* **TASK GOAL**: Pull out every line below that holds the word "flag" and copy each one as it appears.
[START RECORDS SHOWN]
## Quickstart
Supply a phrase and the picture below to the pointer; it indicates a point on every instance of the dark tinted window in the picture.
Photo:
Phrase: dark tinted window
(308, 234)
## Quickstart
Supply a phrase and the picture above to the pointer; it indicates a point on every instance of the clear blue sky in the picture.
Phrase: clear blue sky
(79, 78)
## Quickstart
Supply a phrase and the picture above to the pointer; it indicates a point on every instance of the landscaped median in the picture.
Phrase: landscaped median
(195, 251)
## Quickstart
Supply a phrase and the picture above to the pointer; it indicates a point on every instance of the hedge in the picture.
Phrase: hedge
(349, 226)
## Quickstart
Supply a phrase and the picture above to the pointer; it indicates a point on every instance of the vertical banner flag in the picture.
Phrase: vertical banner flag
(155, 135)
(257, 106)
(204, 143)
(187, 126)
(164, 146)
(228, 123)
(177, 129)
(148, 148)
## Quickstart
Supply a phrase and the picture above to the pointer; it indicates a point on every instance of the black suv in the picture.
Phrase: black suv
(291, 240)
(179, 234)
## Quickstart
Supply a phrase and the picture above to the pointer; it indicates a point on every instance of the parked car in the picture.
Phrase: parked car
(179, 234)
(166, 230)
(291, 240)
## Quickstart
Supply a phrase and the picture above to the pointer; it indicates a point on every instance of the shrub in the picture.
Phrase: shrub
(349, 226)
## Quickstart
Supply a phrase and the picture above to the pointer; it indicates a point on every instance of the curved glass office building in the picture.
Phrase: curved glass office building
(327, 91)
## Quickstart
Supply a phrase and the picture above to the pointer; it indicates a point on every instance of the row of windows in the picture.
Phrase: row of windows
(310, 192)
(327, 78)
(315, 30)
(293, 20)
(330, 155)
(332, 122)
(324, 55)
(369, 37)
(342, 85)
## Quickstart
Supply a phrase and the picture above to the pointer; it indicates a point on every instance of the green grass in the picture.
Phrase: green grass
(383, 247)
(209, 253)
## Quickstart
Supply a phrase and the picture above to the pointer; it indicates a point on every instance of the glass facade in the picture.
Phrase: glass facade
[END RECORDS SHOWN]
* **RESULT FOR THIS EXERCISE**:
Supply a phrase and the picture above to the pointer; it indicates a point on every instance of the vertical banner flag in the picture.
Phrase: vertical banner flag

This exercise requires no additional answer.